### [EXERCISE REQUIREMENTS]
Locate every line in the material below that contains the string "hood", and copy each of those lines out in full. Uppercase and lowercase letters count as different.
===== GIVEN DATA
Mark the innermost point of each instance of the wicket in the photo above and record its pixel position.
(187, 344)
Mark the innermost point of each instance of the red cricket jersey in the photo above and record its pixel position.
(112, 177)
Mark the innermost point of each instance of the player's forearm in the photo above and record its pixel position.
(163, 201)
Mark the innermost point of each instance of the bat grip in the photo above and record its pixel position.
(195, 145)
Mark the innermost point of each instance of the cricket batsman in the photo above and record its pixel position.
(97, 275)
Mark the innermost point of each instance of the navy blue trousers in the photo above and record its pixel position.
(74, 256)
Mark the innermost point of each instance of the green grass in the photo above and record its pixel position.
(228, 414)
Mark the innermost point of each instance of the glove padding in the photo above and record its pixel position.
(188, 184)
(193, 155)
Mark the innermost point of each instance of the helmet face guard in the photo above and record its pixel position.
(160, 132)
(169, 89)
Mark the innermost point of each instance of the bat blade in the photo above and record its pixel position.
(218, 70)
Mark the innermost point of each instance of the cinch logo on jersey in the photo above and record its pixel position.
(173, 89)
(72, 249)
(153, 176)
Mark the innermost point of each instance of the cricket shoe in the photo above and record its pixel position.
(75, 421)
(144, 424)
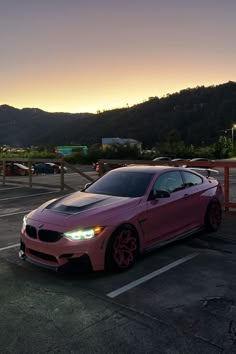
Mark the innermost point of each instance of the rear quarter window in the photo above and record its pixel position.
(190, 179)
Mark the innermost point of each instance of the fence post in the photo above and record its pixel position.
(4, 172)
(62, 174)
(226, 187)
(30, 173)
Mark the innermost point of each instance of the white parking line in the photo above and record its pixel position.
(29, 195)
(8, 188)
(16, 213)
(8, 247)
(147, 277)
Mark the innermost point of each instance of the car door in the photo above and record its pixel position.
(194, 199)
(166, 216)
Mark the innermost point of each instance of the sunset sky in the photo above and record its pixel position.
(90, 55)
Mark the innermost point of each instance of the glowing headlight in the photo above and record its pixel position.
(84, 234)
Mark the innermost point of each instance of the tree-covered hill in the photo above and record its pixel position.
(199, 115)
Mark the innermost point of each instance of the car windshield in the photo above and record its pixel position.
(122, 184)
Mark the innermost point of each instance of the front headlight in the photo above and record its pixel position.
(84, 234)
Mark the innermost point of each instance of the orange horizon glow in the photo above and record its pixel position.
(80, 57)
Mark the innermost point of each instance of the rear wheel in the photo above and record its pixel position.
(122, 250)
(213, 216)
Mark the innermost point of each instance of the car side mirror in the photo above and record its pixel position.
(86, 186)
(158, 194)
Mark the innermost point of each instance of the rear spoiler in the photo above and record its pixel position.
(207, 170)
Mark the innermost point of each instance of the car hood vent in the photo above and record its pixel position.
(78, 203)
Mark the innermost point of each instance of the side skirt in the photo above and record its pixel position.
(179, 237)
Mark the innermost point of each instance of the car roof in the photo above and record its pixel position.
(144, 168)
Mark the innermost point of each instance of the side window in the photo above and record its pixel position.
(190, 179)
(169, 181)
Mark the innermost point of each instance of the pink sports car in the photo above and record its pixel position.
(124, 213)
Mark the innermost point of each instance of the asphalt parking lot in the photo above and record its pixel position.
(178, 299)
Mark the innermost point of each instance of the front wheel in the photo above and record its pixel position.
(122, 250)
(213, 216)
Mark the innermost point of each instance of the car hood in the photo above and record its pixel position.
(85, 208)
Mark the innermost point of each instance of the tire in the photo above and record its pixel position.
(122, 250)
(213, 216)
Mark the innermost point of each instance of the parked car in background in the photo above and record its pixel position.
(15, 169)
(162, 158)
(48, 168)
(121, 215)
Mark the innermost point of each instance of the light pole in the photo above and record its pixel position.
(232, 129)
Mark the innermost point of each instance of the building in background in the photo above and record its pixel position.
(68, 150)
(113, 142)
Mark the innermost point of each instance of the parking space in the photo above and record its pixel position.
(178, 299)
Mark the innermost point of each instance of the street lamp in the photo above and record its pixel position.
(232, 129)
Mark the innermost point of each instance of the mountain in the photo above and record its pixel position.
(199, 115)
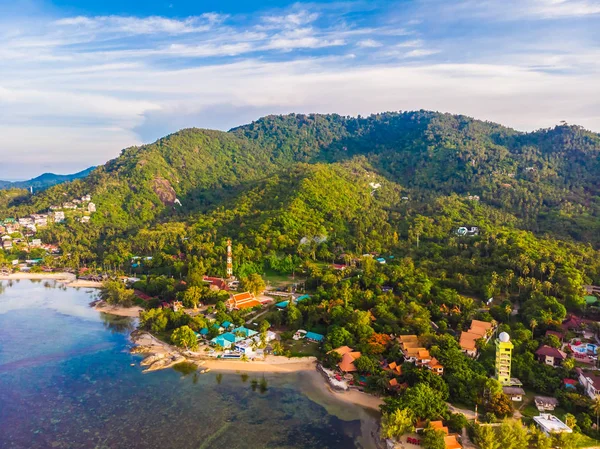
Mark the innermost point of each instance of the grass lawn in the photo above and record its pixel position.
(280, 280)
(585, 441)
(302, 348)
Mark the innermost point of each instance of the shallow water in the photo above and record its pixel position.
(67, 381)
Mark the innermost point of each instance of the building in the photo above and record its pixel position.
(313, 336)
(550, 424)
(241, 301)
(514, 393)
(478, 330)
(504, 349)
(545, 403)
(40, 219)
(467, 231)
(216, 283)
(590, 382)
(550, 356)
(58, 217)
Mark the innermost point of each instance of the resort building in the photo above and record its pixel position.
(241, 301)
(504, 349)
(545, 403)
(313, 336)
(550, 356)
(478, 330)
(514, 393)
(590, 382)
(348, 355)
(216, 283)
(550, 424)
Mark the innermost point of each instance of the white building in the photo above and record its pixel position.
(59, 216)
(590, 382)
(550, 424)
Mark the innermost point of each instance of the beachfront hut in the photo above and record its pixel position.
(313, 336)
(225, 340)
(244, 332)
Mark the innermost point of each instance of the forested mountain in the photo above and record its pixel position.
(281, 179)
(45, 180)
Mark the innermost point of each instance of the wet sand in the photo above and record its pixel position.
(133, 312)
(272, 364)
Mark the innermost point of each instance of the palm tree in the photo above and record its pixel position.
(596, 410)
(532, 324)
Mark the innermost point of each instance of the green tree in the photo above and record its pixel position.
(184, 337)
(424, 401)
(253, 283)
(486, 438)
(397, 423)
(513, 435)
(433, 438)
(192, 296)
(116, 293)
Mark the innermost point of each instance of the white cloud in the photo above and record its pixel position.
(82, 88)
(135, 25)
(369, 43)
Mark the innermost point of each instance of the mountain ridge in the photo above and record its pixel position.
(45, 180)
==========
===== GIVEN DATA
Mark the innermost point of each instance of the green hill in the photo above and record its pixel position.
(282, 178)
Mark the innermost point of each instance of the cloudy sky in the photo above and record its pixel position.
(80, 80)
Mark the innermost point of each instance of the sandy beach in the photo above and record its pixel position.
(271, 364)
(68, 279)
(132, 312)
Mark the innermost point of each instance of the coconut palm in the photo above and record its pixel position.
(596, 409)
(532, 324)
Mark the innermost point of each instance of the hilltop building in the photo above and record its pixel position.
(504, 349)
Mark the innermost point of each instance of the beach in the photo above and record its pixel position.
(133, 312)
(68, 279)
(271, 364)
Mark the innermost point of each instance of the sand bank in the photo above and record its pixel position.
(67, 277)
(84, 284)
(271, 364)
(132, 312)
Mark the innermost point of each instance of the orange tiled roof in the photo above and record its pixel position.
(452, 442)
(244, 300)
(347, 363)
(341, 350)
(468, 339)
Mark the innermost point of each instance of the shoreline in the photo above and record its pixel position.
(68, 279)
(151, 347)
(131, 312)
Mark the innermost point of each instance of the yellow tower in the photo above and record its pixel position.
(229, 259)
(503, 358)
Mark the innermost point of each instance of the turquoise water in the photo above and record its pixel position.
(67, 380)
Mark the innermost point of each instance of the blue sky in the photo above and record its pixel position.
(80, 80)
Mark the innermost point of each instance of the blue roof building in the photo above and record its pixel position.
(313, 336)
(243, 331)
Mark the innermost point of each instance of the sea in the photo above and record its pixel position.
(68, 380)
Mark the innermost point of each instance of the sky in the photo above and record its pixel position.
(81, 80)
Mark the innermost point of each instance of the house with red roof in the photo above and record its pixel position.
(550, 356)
==========
===== GIVEN DATA
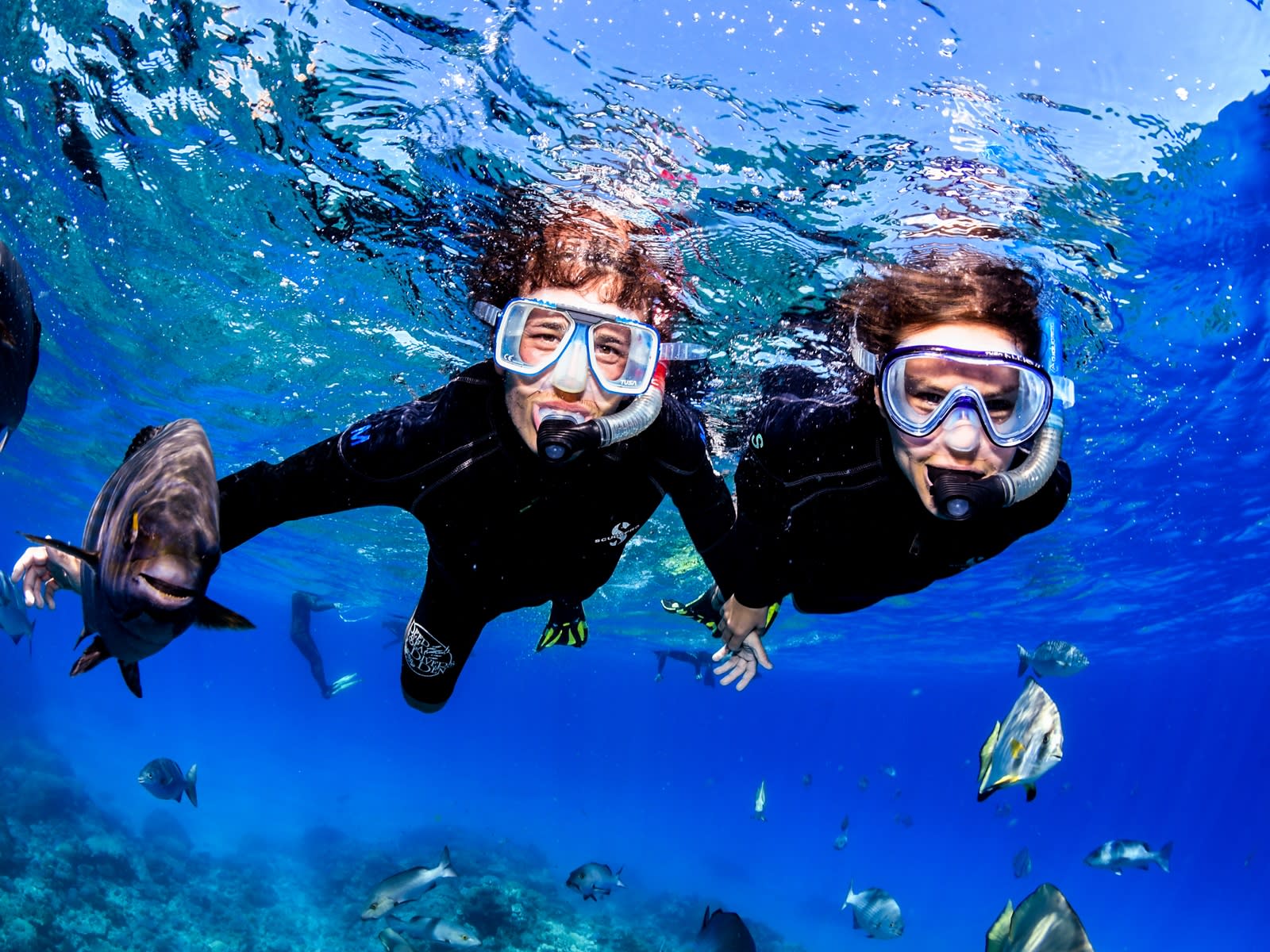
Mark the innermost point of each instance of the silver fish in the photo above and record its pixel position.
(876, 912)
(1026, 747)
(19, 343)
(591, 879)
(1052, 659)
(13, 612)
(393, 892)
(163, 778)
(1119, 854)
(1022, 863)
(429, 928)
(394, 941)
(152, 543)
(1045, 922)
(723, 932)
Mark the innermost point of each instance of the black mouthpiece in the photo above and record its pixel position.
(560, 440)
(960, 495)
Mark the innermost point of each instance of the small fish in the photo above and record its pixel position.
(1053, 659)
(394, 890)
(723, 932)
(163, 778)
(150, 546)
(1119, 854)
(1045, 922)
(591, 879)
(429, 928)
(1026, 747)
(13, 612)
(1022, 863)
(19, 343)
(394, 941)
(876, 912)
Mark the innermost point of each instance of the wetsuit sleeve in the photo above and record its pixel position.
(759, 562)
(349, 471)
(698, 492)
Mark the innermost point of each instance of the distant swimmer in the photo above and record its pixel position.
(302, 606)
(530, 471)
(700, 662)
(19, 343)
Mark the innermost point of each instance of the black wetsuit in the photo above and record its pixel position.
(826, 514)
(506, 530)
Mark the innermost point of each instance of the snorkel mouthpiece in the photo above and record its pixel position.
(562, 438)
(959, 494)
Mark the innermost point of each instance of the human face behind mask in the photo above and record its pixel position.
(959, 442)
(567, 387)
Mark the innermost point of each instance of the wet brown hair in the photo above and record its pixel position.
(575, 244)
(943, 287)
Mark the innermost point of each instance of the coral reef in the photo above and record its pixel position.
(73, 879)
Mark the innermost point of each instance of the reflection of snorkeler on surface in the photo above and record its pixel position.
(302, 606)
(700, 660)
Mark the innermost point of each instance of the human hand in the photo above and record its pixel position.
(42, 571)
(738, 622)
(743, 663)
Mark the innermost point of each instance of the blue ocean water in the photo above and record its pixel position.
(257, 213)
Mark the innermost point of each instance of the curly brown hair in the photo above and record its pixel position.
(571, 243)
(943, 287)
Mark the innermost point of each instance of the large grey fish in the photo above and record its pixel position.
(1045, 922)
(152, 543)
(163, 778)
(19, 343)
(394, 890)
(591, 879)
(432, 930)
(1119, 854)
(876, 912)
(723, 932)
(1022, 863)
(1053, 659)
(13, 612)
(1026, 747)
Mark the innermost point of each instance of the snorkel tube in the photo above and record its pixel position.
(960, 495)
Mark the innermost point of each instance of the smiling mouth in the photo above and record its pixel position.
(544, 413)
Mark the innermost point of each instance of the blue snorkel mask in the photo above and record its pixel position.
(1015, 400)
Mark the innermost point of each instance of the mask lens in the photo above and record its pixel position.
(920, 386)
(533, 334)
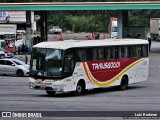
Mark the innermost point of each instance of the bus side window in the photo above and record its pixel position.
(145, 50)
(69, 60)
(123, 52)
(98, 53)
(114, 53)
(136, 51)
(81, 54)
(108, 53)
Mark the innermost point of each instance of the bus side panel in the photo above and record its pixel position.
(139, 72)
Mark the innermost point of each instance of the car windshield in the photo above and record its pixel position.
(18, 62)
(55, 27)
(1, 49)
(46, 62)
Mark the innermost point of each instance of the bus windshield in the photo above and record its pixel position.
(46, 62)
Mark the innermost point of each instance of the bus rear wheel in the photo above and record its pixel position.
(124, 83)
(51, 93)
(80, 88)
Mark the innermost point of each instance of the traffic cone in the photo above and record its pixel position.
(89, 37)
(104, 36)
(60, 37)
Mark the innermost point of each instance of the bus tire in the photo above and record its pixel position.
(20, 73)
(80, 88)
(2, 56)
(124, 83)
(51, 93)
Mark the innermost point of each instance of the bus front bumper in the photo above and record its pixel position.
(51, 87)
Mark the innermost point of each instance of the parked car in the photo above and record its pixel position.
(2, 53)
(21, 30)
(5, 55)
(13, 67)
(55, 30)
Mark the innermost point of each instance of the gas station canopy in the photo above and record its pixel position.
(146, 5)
==========
### [EXERCISE OUTPUT]
Mark the innermost point of each instance of the car hood vent in the photo above and record its pixel position.
Mark the innermost point of each instance of the car hood in the photo above and record its pixel position.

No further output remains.